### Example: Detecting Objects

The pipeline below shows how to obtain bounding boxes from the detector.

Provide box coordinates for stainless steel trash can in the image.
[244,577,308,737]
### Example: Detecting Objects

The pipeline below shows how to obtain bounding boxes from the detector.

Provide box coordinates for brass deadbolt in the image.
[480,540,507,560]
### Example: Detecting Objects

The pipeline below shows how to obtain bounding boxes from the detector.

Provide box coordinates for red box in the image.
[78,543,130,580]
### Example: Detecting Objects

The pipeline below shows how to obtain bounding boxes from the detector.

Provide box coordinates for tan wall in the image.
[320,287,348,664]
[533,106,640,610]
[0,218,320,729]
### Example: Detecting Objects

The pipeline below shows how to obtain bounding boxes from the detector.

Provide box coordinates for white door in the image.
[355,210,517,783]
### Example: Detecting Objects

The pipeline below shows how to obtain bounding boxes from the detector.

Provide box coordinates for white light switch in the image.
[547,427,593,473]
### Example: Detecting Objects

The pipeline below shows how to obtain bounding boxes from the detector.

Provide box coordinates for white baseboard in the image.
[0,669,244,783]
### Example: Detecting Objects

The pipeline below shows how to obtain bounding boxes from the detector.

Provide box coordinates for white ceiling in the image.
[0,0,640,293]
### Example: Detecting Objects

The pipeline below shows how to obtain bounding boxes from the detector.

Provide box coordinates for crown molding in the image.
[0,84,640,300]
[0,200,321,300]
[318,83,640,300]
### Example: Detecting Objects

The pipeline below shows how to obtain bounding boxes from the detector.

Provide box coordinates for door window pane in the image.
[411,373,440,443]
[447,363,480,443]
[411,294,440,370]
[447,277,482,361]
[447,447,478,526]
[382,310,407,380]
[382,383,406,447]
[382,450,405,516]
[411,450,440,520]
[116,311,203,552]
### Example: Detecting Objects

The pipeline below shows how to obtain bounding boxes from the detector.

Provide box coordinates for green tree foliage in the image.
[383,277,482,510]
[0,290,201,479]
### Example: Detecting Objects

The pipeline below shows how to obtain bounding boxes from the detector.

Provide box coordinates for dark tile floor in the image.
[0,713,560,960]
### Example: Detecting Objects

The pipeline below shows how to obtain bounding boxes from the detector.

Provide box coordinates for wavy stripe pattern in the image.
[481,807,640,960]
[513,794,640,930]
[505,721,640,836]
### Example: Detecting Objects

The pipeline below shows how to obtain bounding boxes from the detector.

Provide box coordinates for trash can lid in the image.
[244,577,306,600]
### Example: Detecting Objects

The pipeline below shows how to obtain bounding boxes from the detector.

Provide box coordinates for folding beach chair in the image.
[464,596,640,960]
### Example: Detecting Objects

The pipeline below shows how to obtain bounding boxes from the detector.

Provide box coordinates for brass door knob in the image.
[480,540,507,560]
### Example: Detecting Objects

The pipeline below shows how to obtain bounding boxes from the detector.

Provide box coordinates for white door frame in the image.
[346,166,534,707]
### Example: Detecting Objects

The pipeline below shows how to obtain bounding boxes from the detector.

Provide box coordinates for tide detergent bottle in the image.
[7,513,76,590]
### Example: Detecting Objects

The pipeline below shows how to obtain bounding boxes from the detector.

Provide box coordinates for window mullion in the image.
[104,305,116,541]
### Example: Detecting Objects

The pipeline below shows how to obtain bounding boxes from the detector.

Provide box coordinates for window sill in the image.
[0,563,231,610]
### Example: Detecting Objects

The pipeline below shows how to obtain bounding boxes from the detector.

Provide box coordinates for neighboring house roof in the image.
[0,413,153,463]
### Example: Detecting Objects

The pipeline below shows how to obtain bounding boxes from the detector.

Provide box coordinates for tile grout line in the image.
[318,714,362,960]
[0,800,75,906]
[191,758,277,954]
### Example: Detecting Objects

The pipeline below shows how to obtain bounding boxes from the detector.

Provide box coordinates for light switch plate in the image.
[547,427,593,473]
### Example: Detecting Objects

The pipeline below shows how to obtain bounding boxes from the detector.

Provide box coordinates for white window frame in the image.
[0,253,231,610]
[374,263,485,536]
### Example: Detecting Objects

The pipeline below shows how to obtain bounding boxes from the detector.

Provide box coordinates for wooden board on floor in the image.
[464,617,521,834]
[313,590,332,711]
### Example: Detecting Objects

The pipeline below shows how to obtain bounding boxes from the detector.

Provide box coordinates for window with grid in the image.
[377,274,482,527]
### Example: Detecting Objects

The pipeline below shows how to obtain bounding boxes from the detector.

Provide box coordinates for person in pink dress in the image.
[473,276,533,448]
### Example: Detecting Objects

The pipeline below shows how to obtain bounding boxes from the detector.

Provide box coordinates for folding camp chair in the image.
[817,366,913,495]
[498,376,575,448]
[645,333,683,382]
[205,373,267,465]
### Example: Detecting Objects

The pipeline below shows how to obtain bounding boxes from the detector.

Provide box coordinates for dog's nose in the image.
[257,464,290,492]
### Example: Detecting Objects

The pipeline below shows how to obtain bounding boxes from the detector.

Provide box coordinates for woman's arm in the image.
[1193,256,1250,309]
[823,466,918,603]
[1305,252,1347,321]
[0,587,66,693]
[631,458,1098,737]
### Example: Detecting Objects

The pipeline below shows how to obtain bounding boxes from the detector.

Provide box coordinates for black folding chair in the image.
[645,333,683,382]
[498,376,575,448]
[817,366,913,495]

REQUIREMENT
Reproduce all of the data above line for line, changing nothing.

COMPLETE ANSWER
### Example: Detecting Objects

The pipeline below shows how to obtain bounding boxes from the detector.

Provide box coordinates for stainless steel trash can in the image.
[244,577,308,737]
### Example: Detecting Objects

The pipeline below shows how to obtain bounding boxes from the detector.

Provide box coordinates for brass deadbolt in the image.
[480,540,507,560]
### Example: Detecting Objects

The pipeline below shows how to obtain bounding boxes from the detector.

Provide box coordinates for red box in the image.
[78,543,130,580]
### Example: Detecting Objects

The pipeline below shows how to obtain bounding boxes from the detector.

Provide box coordinates for tan wall in the image.
[320,287,348,664]
[533,106,640,610]
[0,218,320,729]
### Example: Detecting Objects

The pipeline below shows how to obtain bounding boxes from the detector.

Provide box coordinates for white door in the image.
[355,210,517,783]
### Example: Detecting Objects

The pipeline below shows how to obtain bounding boxes from the detector.

Provide box coordinates for white light switch in the image.
[547,427,593,473]
### Example: Detecting Objects

The pipeline below shows how to obtain bounding boxes from the detector.

Provide box coordinates for white baseboard in the image.
[0,669,244,783]
### Example: Detecting Objects

The pipeline below shows how to obtain bounding boxes from the detector.

Provide box coordinates for white ceiling in the image.
[0,0,640,293]
### Example: Detecting Objects

The pipeline below shows how to obtain bounding boxes from the detector.

Provide box coordinates for crown molding in the image.
[0,84,640,300]
[0,200,321,300]
[318,83,640,300]
### Example: Detecting Objects

The pipeline below shows how to obtain bounding boxes from the detector.

Provide box coordinates for door window pane in the image.
[411,373,440,443]
[447,363,480,443]
[411,294,440,370]
[447,277,482,361]
[447,447,478,526]
[382,310,407,380]
[382,383,406,447]
[382,450,405,516]
[411,450,440,520]
[116,311,203,552]
### Example: Detecting Objects

The pipeline below shows how to obtain bounding boxes from the detector.

Provide box coordinates for green tree foliage in the image.
[383,277,482,510]
[0,290,201,479]
### Example: Detecting Objects

The pipeline below shows how to obtain bounding boxes from the detector.

Provide box coordinates for dark tile floor in the image.
[0,713,560,960]
### Example: Detecting Objects

The pipeline below shows how to obtain bounding boxes from the detector.

Provide box coordinates for wavy stripe pattern in the image.
[481,807,640,960]
[513,794,640,930]
[505,721,640,836]
### Example: Detecting Objects

The pipeline below shows how to obtain bounding boxes from the detector.

Provide box coordinates for trash can lid in the image.
[244,577,306,600]
### Example: Detecting Objects

The pipeline below shows how to obtain bounding boxes from the detector.

Provide box coordinates for folding beach chair in the image.
[464,596,640,960]
### Example: Detecting Objects

The pipeline below shows how to obtain bounding boxes from the detector.

Provide box coordinates for brass door knob in the image.
[480,540,507,560]
### Example: Detecting Objects

The pipeline below shows how to obtain bounding boxes from the detector.

Provide box coordinates for white door frame in the image.
[346,166,534,707]
### Example: Detecting Objects

The pipeline below shows how to obtain bounding boxes from the detector.

Provide box coordinates for tide detergent bottle in the image.
[7,513,76,590]
### Example: Detecting Objects

The pipeline below shows how to obtain bounding boxes from the detector.

Provide box coordinates for window mullion in the image.
[104,305,116,541]
### Example: Detecting Objects

The pipeline below shows how to obtain bounding boxes from the detector.

Provide box coordinates for window sill in the image.
[0,563,231,610]
### Example: Detecting Objects

The pipeline below shows how to obtain bounding boxes from the detector.

Provide box coordinates for neighboring house roof in the image.
[0,413,153,463]
### Example: Detecting Objects

The pipeline below shows how to obtain bounding boxes from the detector.

Provide box coordinates for tile grout line in the image.
[318,714,362,960]
[0,800,75,906]
[191,758,277,954]
### Example: Detecting Objects

The pipeline below shows how to obtain bounding boxes from the detector.

Provide box coordinates for light switch plate in the image.
[547,427,593,473]
### Example: Detecting Objects

The pipeline below shows how to obtain bounding boxes from the detector.

Provide box coordinates for white window frame in the image.
[0,253,231,610]
[374,263,485,536]
### Example: Detecting Objects

The pipeline below shows how to obtain bounding boxes from the detector.

Provide box coordinates for wooden board on floor in the image.
[464,617,521,834]
[313,590,332,711]
### Example: Detecting Objects

The pipeline below shows how to obtain bounding boxes from the detector.

Provide box coordinates for window with grid in the image.
[377,274,482,527]
### Example: Detecting Objects

The pipeline below shows how to obtain bounding boxes from the detector.

Provide box coordinates for person in pink dress in the image.
[473,276,533,448]
### Example: Detecting Objects

The pipeline below shows how to obtain bounding boxes from the detector.

Provide box coordinates for folding camp chair in the image.
[817,366,913,495]
[498,376,575,448]
[645,333,683,382]
[205,373,267,465]
### Example: Detecting Objects

The pipeline below shows how to obtain bounding boxes from the detector.

Provide box coordinates for dog's nose in the image.
[257,464,290,492]
### Example: Detecting Objects

The pipeline below shows how to obtain bounding boxes from the detector.

Provide box coordinates for woman's arm in the image.
[1193,256,1250,309]
[823,466,918,603]
[1305,252,1347,321]
[0,587,66,693]
[631,458,1098,737]
### Example: Detecting Objects

The pipeline below shows how to obtain bounding boxes from the detector.

Provide box coordinates for black folding chair in the image.
[645,333,683,382]
[498,376,575,448]
[817,366,913,495]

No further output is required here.